[Data entries]

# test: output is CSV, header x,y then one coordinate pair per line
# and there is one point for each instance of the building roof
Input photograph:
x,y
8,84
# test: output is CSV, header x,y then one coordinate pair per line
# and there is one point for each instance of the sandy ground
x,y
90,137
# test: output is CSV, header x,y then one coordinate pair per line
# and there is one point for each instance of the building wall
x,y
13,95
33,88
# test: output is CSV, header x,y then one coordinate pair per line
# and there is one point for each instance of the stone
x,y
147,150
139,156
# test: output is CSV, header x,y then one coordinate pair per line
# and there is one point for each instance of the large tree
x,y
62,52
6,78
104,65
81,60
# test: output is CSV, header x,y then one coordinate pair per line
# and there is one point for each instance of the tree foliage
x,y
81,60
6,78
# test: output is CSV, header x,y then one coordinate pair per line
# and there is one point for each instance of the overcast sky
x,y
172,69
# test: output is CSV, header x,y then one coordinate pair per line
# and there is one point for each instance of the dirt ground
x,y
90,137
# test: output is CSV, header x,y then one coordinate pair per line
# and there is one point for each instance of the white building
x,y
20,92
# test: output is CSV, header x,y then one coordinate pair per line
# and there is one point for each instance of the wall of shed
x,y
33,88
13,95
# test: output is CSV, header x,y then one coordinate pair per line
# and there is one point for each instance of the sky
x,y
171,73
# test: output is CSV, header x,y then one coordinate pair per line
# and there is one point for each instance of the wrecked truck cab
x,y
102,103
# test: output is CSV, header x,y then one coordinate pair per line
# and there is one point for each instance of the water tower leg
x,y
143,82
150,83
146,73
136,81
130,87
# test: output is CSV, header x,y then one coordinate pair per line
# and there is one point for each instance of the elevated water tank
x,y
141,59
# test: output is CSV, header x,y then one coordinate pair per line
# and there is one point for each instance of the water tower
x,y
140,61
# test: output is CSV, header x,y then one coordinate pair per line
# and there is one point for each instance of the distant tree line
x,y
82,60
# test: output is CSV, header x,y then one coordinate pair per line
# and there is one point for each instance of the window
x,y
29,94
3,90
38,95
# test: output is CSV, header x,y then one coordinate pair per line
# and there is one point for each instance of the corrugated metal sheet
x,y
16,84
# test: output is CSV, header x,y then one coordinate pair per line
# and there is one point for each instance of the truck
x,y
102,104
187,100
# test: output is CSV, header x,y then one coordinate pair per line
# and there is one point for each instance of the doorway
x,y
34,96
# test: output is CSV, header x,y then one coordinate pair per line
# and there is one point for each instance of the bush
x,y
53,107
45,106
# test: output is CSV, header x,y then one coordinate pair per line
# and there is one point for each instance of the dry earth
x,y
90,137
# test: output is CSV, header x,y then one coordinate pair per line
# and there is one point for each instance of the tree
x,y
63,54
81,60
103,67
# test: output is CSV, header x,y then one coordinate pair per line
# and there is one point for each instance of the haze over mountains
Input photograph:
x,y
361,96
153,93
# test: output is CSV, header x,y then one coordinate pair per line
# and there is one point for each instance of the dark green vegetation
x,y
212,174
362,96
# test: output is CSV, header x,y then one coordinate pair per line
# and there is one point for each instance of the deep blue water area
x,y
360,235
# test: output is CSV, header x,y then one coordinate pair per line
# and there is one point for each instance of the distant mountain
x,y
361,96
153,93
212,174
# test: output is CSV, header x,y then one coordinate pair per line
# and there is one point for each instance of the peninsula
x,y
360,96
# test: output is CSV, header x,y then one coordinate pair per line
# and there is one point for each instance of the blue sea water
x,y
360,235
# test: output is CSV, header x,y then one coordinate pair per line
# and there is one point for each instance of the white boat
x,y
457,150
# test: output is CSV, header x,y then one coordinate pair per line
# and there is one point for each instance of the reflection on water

# [WORK ITEM]
Nothing but the lines from the one with "the white boat" through the final line of the data belongs in the answer, and they must match exactly.

# [RESPONSE]
# and there is one point for each instance of the white boat
x,y
457,150
# test: output is CSV, header x,y then one coordinate pair per line
# and there is one point for each instance of the reflection on water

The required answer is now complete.